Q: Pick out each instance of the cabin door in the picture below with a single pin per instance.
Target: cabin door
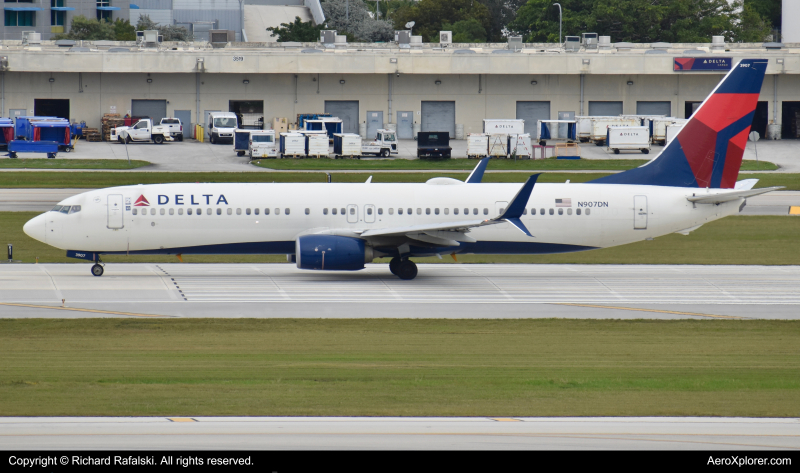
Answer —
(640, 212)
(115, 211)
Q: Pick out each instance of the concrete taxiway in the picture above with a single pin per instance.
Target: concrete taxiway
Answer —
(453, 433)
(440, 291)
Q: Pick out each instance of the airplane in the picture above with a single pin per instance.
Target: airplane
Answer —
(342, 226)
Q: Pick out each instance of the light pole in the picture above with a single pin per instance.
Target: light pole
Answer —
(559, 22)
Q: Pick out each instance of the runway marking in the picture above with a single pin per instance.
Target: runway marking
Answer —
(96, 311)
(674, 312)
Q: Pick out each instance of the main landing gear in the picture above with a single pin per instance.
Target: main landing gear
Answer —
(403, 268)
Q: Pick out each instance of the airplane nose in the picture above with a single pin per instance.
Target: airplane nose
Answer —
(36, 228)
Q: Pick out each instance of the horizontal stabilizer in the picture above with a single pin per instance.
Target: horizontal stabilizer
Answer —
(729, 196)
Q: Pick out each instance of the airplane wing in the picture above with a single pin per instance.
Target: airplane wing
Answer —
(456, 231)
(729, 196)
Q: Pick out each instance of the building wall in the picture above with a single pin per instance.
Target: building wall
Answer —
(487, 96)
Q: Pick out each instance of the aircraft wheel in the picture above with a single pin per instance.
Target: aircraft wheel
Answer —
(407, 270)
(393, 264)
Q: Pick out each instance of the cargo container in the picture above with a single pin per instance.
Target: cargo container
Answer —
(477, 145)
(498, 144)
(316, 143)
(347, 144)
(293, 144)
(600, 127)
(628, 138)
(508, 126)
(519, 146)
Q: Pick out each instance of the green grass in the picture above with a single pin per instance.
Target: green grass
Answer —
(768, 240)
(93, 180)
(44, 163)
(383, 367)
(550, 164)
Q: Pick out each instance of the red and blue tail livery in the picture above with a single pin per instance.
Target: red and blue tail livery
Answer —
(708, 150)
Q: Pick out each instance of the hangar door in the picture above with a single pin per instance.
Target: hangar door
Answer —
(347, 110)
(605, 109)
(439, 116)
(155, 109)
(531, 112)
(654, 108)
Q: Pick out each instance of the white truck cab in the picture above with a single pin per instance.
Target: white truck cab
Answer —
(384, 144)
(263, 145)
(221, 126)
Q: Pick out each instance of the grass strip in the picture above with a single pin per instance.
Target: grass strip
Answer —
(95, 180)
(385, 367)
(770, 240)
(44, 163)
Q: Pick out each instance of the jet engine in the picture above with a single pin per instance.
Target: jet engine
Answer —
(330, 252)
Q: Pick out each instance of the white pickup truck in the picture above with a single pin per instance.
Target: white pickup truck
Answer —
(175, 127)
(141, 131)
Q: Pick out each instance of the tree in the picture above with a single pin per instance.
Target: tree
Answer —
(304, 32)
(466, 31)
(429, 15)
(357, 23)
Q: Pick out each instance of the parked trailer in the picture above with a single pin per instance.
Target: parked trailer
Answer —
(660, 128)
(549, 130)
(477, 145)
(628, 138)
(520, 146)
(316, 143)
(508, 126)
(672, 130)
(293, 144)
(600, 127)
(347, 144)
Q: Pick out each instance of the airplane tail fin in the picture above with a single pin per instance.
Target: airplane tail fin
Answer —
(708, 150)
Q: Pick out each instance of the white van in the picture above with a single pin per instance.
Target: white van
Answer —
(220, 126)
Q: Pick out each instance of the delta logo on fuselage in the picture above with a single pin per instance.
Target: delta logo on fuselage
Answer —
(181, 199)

—————

▶ **DIRECTIVE**
Write out all the rows above word for word, but leave out the pictures.

▶ **SOLUTION**
Q: Pick out each instance of the cabin door in the picture below with a single pin per instance.
Target: cabin door
Answer —
(640, 212)
(115, 211)
Q: Pick out each instance of the concrete taxiway in the picture above with a single pin per instance.
Target: concrete taxiway
Answer —
(453, 433)
(440, 291)
Q: Pick out each instance of the airplane in the picture above with a single pin per instance.
Target: airplane
Answer —
(342, 226)
Q: Pick out each instance of the light pole in the picture above with a single pin per instance.
Target: light pole
Answer —
(559, 22)
Q: Pick out each instance of the runway marking in the picture above with a single pin per instance.
Target: runway marking
Answer —
(96, 311)
(674, 312)
Q: Pick out each instance of the main landing gear in the picture above with a single pin per instance.
Target: main landing gear
Answer —
(403, 268)
Q: Pick out each instance of the airplane nose in the picture above with a single pin per instance.
Target: airplane nose
Answer —
(36, 228)
Q: Pick out each instance of the horizontal stabilizer in the picture above with a single pin per instance.
Target: horizontal stabilizer
Answer —
(729, 196)
Q: Pick out each instance of the airplane wing in the picture above with a single pin per instance.
Target: airplane wing
Answer —
(456, 231)
(729, 196)
Q: Pick out each instance of the building wall in the picture above with a single pin per instance.
Target: building wall
Answer —
(487, 96)
Q: Pick out each instance of the aircraft wheel in the picture above with a single pin per instance.
Target: aircraft wheel
Answer —
(407, 270)
(393, 264)
Q: Pick out each instance of the cargo container in the picture above with a single pin per instance.
Target: cargo container
Answer —
(477, 145)
(498, 144)
(316, 143)
(347, 144)
(293, 144)
(600, 127)
(628, 138)
(508, 126)
(519, 146)
Q: Pick out each instance of the green grass in the picture above with a single pin per instance.
Target: green grass
Answer —
(768, 240)
(93, 180)
(44, 163)
(383, 367)
(550, 164)
Q: Pick out each instance of the red and blue tail livery in the picture above with a single pin per instance.
Target: red and blue tail livery
Answer —
(708, 150)
Q: Pick out each instance of the hangar door in the picture above with a single pin per instance.
Target: hangar door
Answer —
(347, 110)
(605, 109)
(439, 116)
(155, 109)
(531, 112)
(654, 108)
Q: Pick out each instance of the white truck cab in the picture above with a single pin per instance.
Target: white truck cab
Answer —
(384, 144)
(263, 145)
(221, 126)
Q: Pick out each instance of the grass strip in the picture above with a single pin per instance.
Target: grass strip
Answer —
(95, 180)
(385, 367)
(770, 240)
(44, 163)
Q: Pick out each instance of the jet engine in the picture above with a single pin per instance.
Target: jet engine
Answer —
(330, 252)
Q: Pick out each instance of the white pickup truck in the picture above with a single pin per instance.
Target: white pickup truck
Answer —
(175, 127)
(141, 131)
Q: Pick out each instance of the tree in the picture above with a single pin per instance.
Target: tree
Answer —
(304, 32)
(466, 31)
(429, 15)
(357, 23)
Q: Pick out each instance of the parked trailer in the picture above with a single pin per instance.
Target: parked trailer
Answer —
(660, 128)
(549, 130)
(477, 145)
(628, 138)
(520, 146)
(316, 143)
(508, 126)
(672, 130)
(293, 144)
(600, 127)
(347, 144)
Q: Pick out each instance of the airplane tail fin in the picture above with a single pin per instance.
Target: airplane tail fin
Answer —
(708, 150)
Q: Pick out each instance of the white van in the picture above with a single pin per instance.
Target: white van
Answer —
(220, 126)
Q: Pick out each instance of the delta logo on fuselage in the picture above with a single pin per instance.
Target: delta logo on fuselage
Answer —
(181, 199)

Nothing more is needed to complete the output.